▸ Document
Module 1 1 Morphology Stems and Affixes - iffatAGheyas/NLP-handbook GitHub Wiki
Key Concepts
Stem
The minimal form of a word that carries its core meaning.
- running →
run
- happily →
happi
(as produced by a simple stemmer)
Affix
A bound morpheme attached to a stem to modify its meaning or function.
- Prefix: Added before the stem (e.g.,
un-
+happy
→ unhappy) - Suffix: Added after the stem (e.g.,
happi
+-ness
→ happiness)
Stemming vs. Lemmatization
-
Stemming
A heuristic process that crudely strips affixes from words, which may result in non-words or incomplete roots. -
Lemmatization
Uses vocabulary and part-of-speech (POS) tags to return the dictionary or canonical form of a word (lemma), ensuring valid words.
1. Rule-Based Stemmer (Toy Example)
A simple stemmer that strips common English suffixes:
# simple_stemmer_demo.ipynb
# 1. Define the stemmer
def simple_stemmer(word):
"""Strip common suffixes if word length remains ≥ 3."""
for suffix in ('ing', 'ly', 'ed', 'ness', 's'):
if word.endswith(suffix) and len(word) - len(suffix) >= 3:
return word[:-len(suffix)]
return word
# 2. Sample paragraph
paragraph = (
"Learning natural language processing can be challenging, "
"especially when understanding the underlying patterns requires "
"careful thinking and extensive testing. However, with consistent "
"practice and thoughtful analysis, researchers and students alike "
"find themselves improving steadily and achieving success."
)
# 3. Tokenise into words (simple split, stripping punctuation)
import string
tokens = []
for raw in paragraph.split():
# Remove surrounding punctuation and convert to lowercase
token = raw.strip(string.punctuation).lower()
if token:
tokens.append(token)
# 4. Stem each token
stems = [simple_stemmer(tok) for tok in tokens]
# 5. Display results
print(f"{'Original':<15} → Stemmed")
print("-" * 28)
for orig, stem in zip(tokens, stems):
print(f"{orig:<15} → {stem}")

▸ Aim 1
Do these statements agree with the wiki page on stems and affixes: (a) the toy stemmer removes a suffix only when at least three characters would remain, (b) stemming always yields valid words, (c) lemmatization relies on part-of-speech tags? Answer yes or no for each, quoting the deciding words of the page.
▸ Aim 2
Copy out every row that contains the string "slice", with case counting.

▸ Material to process
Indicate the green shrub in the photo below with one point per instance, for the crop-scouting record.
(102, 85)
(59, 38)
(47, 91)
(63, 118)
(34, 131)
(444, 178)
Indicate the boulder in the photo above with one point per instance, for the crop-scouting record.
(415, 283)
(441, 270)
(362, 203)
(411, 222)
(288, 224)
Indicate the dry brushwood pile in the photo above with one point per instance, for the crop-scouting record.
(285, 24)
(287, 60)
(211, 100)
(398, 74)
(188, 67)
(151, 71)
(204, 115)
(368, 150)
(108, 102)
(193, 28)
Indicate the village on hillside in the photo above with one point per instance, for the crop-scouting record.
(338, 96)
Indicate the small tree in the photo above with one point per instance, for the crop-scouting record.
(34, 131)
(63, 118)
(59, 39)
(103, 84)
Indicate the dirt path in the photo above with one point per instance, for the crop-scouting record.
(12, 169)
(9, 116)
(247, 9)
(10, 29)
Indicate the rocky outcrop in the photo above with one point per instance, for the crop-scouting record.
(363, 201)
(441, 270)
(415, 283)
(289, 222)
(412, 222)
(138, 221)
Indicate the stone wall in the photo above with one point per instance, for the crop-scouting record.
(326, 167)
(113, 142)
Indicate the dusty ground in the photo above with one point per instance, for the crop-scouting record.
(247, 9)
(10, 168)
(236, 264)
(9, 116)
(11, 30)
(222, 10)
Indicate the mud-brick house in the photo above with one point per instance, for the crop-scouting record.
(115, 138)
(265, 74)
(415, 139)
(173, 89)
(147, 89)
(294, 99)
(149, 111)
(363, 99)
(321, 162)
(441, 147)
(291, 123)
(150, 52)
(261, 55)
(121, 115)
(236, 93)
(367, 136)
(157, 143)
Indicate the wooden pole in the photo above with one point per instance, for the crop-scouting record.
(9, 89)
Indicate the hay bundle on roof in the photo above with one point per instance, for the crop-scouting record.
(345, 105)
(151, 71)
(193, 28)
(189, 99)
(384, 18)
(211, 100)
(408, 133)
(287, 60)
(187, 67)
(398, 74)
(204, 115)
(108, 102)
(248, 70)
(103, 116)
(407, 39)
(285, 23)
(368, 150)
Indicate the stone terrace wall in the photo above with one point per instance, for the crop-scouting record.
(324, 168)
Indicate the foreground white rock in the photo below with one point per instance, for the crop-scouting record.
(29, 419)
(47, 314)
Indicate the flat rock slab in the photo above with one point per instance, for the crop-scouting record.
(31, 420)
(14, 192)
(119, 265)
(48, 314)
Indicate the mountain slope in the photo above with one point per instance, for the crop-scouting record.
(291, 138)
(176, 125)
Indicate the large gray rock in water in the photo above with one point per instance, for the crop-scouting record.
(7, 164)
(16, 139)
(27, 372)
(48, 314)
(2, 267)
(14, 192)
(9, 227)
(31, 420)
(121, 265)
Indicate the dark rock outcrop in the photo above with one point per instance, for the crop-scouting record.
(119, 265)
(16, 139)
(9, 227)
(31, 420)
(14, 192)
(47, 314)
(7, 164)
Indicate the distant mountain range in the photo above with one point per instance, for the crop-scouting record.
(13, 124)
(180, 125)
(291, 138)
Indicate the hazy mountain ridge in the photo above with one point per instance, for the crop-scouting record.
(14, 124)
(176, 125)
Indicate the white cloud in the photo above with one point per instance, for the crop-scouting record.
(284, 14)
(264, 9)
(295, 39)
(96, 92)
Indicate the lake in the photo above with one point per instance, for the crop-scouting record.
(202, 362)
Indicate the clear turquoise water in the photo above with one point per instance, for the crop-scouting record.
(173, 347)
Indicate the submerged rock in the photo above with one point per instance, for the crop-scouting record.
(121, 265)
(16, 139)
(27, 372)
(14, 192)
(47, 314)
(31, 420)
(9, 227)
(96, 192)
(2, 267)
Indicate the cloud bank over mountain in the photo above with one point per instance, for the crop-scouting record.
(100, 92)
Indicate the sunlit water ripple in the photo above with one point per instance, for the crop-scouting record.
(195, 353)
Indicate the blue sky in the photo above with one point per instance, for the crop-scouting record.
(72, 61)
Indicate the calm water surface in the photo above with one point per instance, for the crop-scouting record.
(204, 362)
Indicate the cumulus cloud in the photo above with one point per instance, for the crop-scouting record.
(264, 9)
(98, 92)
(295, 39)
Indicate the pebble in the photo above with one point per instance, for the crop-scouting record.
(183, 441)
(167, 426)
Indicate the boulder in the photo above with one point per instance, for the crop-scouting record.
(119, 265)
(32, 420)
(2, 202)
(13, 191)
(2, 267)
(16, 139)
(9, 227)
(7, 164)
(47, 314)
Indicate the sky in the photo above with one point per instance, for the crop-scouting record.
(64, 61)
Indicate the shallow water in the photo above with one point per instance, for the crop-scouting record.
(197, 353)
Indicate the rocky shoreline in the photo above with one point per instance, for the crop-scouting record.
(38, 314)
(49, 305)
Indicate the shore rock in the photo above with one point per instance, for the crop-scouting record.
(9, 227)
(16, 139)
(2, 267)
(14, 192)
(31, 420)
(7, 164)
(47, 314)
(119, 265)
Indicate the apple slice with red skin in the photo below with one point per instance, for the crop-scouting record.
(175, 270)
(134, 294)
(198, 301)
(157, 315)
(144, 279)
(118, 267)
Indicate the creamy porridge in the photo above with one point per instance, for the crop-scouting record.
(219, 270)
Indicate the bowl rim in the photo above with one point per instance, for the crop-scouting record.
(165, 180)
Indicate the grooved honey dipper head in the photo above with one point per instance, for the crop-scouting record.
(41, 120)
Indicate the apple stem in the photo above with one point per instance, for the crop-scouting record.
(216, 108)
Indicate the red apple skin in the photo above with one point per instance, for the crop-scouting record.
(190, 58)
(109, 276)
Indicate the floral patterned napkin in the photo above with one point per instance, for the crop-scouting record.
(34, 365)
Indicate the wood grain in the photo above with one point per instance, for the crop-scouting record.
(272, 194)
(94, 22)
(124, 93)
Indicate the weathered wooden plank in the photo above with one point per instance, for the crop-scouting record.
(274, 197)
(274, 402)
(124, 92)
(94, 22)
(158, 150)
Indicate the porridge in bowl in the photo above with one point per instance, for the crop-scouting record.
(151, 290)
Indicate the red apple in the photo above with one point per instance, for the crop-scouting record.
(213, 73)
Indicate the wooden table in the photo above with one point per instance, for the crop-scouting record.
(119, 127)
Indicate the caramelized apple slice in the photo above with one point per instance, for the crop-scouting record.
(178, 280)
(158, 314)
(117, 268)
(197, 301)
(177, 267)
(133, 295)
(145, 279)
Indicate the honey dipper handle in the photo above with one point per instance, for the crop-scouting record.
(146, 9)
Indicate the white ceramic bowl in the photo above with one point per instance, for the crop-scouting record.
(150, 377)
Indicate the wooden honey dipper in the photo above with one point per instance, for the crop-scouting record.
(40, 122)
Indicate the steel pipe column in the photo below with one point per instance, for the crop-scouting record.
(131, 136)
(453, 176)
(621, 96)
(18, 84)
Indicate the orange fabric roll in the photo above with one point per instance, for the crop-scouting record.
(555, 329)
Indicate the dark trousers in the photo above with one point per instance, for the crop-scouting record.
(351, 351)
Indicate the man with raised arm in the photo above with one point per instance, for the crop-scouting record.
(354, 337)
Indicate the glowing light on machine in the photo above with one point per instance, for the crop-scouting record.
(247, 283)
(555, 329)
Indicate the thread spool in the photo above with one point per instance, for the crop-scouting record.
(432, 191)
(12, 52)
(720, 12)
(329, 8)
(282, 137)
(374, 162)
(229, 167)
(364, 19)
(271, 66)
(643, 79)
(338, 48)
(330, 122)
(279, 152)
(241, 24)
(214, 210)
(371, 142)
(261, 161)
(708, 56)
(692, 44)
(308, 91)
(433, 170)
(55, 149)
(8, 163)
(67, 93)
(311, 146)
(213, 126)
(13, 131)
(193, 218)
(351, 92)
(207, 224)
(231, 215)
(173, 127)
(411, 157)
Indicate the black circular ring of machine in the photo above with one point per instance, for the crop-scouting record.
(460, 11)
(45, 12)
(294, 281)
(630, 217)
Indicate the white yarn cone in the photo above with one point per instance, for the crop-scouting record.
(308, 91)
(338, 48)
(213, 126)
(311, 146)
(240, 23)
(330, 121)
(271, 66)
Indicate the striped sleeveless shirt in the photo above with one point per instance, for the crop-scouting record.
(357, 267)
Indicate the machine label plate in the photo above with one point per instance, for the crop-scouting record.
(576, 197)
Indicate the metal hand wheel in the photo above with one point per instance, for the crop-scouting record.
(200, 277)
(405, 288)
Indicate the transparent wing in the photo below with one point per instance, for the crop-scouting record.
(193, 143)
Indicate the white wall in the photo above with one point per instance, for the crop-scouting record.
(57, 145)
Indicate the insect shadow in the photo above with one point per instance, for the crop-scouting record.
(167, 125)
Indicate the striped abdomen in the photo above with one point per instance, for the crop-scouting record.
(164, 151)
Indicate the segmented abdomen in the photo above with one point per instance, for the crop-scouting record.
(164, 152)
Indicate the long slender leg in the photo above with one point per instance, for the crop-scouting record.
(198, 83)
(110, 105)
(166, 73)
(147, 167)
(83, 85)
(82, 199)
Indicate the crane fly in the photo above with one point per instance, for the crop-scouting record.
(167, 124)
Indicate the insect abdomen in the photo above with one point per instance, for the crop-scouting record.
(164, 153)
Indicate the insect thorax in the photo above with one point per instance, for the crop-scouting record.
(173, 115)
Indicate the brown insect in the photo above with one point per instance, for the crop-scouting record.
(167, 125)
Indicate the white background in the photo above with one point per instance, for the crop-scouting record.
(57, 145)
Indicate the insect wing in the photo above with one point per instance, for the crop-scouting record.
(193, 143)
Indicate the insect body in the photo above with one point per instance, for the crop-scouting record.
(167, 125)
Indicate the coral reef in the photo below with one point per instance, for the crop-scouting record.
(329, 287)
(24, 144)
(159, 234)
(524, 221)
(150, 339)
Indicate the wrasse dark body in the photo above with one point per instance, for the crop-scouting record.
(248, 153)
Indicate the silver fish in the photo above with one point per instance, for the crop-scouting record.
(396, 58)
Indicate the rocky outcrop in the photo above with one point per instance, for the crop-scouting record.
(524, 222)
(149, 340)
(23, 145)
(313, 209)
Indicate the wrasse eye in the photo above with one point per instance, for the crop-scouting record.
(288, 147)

▸ Response 1
(a) Yes: "Strip common suffixes if word length remains ≥ 3."
(b) No: "which may result in non-words or incomplete roots."
(c) Yes: "Uses vocabulary and part-of-speech (POS) tags"

▸ Response 2
Indicate the apple slice with red skin in the photo below with one point per instance, for the crop-scouting record.
Indicate the caramelized apple slice in the photo above with one point per instance, for the crop-scouting record.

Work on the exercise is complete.